→ **INSTRUCTION**
Copy out each line of the items below that contains the word "above". Case counts.

──────── DATA FOR THE TASK ────────

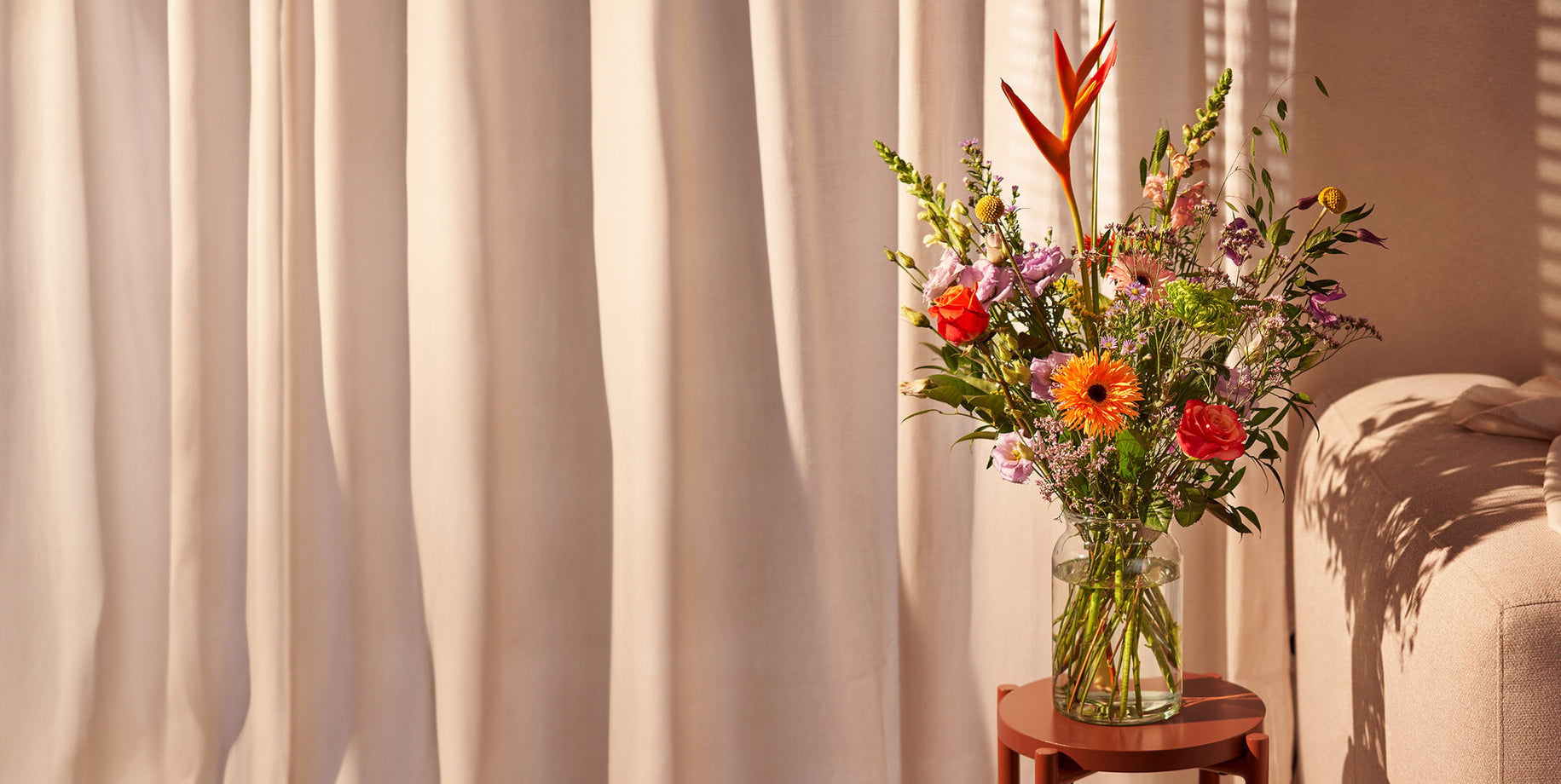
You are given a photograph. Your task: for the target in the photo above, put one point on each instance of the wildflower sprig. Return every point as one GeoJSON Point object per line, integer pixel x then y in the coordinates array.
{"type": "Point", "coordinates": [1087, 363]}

────────
──────── DATA FOR THE TASK ────────

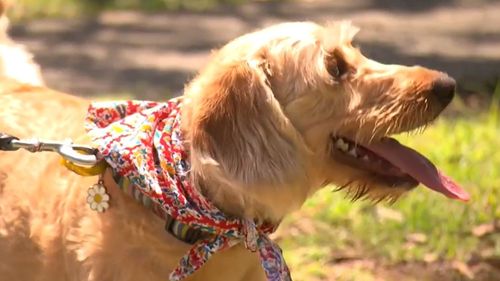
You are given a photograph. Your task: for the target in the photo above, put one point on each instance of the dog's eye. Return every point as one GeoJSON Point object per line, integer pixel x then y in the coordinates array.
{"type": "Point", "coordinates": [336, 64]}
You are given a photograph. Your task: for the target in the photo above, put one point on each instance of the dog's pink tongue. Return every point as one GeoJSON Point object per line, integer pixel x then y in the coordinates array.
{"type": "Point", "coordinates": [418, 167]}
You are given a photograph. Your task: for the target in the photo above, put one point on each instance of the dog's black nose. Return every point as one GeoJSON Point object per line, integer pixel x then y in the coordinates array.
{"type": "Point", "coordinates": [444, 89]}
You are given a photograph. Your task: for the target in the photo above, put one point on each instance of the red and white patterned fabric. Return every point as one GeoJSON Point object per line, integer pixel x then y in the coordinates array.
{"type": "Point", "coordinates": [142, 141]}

────────

→ **FULL SOLUTION**
You are given a photograph. Your task: for the target in the photo above, put one point on each instance of the wildflower sprig. Return every point as one GeoJSON Point object per line, integer pixel x then y in the coordinates array.
You are given a photograph. Your task: for the target in the photo above, put one point on each instance of the dog's eye. Return every point as one GeoJSON Point object per line, integer pixel x then y in the coordinates array.
You are given a photograph. Your task: for the target in the photo above, put one point on each instance of the dog's pink tongue. Return every point as one GeoJSON Point object per line, integer pixel x then y in the coordinates array.
You are given a photograph. Your task: for the target in the photo above, put one point on each instance of the dog's black nose. Return every point as one GeoJSON Point object per line, integer pixel x then y in the coordinates array.
You are given a photograph. Your task: for the target in the photo above, put one point on each instance of the red and white patterned fabric. Return every point as one GeoJSON Point object per line, integer pixel x then y in the coordinates array.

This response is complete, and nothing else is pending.